● **LIST OF TASKS**:
a) Do these statements agree with the Easy Bake Oven essay? (i) Naomi took off her white gloves to play Twister. (ii) The sisters were told to leave their sleeping bags only in case of a fire. (iii) Debbie secretly smoked cigarettes that belonged to her mom. For each, answer yes or no and quote the words from the essay that decide it.
b) Quote the Easy Bake Oven essay from "My sisters and" to "a fire either.".

● **ARTICLE**:
------------------------
An Easy Bake Love Affair

When I was in third grade, all I wanted for my birthday was the Deluxe Betty Crocker Easy Bake Oven. I dreamed of owning it and cooking largesse meals for David Cassidy while the rest of the Partridge Family waited with Reuben on the bus. I dreamed of the Emergency! Show actor Randolph Mantooth, who I was desperately in love with, coming over to my house after I feigned a concussion and brunching with me on delights I cooked in the oven.

My parents gave me the oven, and the very first time I used it was in a smoky basement that was relegated to me and my three sisters in the ’70s. We stayed down there while my parents had their friends and neighbors over to play “bridge” which would ultimately culminate after many martinis into a Twister fracas of brightly colored neon pants, cigar smoke, frosted hair and the sound of Herb Alpert and the Tijuana Brass in the background blaring.

Our minister and his wife would attend the parties, and he usually ended up drunk and telling all who would listen that it was hard to be a square in the ’70s and that he thought he should have gone to Berkeley and “really lived” instead of choosing the ministry. His wife Naomi was always perfectly dressed but she turned ashen whenever her husband would talk this way. She wore white gloves everyday and never took them off even while playing Twister at these raucous parties. Those gloves were the only thing between her and the “twisted” flock her husband seemed so desperate to identify with.

My sisters and I were told in no uncertain terms to only come out of our sleeping bags in the basement in case of a fire. My mom told me if I started a fire with my Easy Bake Oven, it would probably cost me a Girl Scout cooking badge so I was very careful not to be the firestarter. My sister Debbie secretly smoked my mom’s Salems. She would sit at on the bottom step of our basement near the back door and blow the smoke on my Mom’s prize orchids, which always seemed a bit limper after these exchanges. Their leaves tinged with the black soot of a 15-year old rebel with a terrible shag haircut. But her cigs never started a fire either.

I had become the go-to cook for the yet-to-be estrogen filled sisters. I dutifully put on my apron and went to work once we were in the basement. I melted cheese on apple slices, cheese on Triscuits and chocolate on strawberries. I filled my sisters’ glasses with ginger ale, and we listened to Sonny and Cher and The Who once my parents were a little drunker and couldn’t hear the music from the basement as well. We played with the Ouija board endlessly asking it what our lives were going to be like.
------------------------
● **DATA LISTING**:
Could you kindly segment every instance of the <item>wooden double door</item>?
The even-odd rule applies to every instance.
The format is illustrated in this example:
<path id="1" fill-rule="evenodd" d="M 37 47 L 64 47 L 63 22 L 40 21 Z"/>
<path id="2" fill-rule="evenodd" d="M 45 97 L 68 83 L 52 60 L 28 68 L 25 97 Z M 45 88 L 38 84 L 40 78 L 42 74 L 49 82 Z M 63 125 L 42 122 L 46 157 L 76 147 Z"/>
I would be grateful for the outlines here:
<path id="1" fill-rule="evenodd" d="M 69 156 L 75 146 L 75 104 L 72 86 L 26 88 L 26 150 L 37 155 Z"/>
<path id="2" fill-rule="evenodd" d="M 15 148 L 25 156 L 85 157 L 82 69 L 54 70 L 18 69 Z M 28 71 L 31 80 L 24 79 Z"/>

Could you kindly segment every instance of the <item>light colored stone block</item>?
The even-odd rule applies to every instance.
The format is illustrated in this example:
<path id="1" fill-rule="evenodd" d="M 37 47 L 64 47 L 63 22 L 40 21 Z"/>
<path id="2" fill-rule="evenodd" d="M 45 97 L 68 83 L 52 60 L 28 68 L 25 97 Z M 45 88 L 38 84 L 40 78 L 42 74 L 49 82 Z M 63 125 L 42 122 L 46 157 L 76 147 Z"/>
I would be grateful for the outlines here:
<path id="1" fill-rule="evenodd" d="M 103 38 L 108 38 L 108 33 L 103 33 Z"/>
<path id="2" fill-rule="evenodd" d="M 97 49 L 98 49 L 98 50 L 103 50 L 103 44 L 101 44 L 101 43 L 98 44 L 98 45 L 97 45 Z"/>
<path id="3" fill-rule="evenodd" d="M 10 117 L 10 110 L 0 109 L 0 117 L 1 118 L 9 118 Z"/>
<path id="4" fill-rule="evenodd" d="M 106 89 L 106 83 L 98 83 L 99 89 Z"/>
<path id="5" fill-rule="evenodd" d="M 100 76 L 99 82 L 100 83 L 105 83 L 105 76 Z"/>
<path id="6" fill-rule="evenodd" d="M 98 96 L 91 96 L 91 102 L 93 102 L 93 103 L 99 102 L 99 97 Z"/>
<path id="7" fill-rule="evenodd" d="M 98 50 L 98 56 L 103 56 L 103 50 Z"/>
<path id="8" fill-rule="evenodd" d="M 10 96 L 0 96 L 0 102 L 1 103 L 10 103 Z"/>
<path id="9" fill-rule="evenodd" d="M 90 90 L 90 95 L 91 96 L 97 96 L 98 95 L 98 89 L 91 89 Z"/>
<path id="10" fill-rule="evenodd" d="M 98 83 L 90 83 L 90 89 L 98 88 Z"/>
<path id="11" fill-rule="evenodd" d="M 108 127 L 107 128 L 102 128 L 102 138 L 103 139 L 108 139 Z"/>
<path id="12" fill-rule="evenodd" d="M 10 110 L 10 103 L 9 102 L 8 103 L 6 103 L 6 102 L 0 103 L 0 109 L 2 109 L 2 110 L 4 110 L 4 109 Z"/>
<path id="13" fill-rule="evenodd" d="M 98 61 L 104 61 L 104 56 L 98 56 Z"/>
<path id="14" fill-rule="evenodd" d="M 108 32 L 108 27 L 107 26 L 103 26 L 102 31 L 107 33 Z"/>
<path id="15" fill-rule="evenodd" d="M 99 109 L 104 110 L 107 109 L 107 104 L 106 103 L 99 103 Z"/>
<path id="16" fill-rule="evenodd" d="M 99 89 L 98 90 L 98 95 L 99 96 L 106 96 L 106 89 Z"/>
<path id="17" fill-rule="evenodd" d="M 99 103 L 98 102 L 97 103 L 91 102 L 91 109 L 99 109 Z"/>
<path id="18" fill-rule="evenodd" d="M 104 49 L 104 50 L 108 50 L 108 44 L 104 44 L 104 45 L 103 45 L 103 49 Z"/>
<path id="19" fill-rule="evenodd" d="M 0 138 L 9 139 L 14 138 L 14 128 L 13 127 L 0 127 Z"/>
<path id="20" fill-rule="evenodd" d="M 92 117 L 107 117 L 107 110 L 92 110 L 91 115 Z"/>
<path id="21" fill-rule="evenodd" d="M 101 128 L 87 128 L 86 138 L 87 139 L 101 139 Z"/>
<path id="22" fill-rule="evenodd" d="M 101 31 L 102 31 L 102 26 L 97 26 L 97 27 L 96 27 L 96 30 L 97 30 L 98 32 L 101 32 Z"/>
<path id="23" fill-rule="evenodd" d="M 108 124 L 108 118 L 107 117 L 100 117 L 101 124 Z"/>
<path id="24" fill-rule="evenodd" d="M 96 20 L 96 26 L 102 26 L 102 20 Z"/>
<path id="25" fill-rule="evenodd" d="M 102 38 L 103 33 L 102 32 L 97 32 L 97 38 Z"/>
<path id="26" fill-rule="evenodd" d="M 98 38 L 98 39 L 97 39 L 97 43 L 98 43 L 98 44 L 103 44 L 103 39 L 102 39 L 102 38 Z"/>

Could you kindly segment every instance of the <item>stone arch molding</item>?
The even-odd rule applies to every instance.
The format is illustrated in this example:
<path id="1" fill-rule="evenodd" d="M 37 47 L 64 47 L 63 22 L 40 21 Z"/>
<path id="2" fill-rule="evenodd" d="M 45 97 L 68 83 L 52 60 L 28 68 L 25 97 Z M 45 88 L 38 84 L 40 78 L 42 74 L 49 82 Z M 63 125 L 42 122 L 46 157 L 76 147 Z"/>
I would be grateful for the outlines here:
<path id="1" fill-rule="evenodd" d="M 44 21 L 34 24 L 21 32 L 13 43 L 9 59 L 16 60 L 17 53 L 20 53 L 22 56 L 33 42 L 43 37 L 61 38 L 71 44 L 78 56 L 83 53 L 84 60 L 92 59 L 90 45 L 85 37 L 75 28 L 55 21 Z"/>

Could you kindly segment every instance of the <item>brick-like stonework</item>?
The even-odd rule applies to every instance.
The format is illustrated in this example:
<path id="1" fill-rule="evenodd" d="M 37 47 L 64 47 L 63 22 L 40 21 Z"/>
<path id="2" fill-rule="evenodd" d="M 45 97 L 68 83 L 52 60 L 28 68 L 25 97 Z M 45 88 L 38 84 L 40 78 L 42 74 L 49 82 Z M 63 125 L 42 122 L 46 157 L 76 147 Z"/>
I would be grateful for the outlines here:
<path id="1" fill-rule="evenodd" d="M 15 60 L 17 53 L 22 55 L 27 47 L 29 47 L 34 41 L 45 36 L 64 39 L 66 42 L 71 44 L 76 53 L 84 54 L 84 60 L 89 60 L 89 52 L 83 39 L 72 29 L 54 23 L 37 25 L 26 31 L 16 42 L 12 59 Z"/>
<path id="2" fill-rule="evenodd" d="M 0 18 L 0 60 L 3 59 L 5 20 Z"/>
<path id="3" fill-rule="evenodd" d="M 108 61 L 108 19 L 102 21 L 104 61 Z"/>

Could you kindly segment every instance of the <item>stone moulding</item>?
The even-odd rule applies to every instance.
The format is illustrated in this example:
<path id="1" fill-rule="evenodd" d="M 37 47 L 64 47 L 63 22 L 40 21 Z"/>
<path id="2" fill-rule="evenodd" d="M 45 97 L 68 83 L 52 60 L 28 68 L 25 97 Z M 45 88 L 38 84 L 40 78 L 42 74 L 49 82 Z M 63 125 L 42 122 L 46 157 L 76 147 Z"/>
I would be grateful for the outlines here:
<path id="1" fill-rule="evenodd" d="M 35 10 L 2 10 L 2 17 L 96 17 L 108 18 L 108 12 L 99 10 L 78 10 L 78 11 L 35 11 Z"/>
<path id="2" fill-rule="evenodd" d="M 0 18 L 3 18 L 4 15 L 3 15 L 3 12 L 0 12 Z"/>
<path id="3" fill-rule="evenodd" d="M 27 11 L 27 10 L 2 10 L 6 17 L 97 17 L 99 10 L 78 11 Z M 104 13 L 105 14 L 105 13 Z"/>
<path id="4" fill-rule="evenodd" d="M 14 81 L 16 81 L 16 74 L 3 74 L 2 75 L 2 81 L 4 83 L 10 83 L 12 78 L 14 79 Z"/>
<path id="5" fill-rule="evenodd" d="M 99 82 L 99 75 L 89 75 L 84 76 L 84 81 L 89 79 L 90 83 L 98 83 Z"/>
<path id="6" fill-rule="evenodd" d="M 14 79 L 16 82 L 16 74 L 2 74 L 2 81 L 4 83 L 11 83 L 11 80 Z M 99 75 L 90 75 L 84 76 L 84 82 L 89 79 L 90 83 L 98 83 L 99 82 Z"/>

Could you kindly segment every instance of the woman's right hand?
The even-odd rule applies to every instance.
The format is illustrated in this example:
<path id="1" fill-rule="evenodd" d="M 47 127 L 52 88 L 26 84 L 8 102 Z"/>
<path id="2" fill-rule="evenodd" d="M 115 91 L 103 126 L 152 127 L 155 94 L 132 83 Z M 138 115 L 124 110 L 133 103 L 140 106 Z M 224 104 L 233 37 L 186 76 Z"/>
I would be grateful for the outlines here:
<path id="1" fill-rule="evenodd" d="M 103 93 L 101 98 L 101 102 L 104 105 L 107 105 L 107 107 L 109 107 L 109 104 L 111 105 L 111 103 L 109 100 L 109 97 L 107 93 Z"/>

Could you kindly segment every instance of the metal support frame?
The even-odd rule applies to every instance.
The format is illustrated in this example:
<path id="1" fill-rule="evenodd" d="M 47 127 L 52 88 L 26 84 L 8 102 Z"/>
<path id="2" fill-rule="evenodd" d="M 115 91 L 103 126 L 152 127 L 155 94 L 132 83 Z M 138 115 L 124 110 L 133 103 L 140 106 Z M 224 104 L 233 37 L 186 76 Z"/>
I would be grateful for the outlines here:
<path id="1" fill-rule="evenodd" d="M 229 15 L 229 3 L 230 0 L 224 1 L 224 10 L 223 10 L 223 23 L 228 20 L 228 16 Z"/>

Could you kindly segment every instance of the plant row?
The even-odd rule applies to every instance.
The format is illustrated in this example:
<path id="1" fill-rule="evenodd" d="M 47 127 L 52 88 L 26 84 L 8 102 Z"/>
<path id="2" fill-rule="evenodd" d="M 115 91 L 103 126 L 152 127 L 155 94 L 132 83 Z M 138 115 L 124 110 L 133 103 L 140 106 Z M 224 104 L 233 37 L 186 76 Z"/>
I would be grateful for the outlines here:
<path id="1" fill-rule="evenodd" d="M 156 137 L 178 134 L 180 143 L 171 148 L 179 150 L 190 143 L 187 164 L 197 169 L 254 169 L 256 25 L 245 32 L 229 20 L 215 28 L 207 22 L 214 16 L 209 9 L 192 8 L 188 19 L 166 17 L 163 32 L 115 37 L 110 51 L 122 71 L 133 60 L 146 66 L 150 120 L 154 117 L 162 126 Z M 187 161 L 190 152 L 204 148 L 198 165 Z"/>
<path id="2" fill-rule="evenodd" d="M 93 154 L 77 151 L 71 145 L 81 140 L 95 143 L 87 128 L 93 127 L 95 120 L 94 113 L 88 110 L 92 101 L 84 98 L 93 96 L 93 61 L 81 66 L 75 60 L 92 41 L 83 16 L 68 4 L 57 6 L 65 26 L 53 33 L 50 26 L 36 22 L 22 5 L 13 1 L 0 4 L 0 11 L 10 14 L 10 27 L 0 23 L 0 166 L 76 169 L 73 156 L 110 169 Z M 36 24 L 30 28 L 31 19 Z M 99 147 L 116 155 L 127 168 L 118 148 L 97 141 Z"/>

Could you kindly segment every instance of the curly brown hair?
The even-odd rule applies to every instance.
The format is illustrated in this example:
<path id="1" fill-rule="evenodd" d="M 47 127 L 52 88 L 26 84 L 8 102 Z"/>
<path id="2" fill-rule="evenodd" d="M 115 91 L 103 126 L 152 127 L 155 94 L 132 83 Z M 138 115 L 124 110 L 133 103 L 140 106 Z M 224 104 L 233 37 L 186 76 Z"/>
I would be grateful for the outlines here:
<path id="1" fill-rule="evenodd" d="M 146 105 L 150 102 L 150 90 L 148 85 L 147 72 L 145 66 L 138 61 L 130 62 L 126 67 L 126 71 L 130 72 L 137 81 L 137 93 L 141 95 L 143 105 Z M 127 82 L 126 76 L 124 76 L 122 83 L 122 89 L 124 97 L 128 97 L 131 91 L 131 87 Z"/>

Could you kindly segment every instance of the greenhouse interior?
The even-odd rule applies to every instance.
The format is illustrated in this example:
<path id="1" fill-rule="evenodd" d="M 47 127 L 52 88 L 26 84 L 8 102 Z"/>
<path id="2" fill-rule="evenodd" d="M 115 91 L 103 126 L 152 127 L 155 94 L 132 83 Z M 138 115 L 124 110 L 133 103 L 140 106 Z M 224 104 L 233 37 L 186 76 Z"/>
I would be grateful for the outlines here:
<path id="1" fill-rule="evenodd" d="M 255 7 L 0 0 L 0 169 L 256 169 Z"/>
------------------------
● **TASK RESULTS**:
a)
(i) No: "never took them off even while playing Twister at these raucous parties."
(ii) Yes: "to only come out of our sleeping bags in the basement in case of a fire."
(iii) Yes: "My sister Debbie secretly smoked my mom’s Salems."

b)
My sisters and I were told in no uncertain terms to only come out of our sleeping bags in the basement in case of a fire. My mom told me if I started a fire with my Easy Bake Oven, it would probably cost me a Girl Scout cooking badge so I was very careful not to be the firestarter. My sister Debbie secretly smoked my mom’s Salems. She would sit at on the bottom step of our basement near the back door and blow the smoke on my Mom’s prize orchids, which always seemed a bit limper after these exchanges. Their leaves tinged with the black soot of a 15-year old rebel with a terrible shag haircut. But her cigs never started a fire either.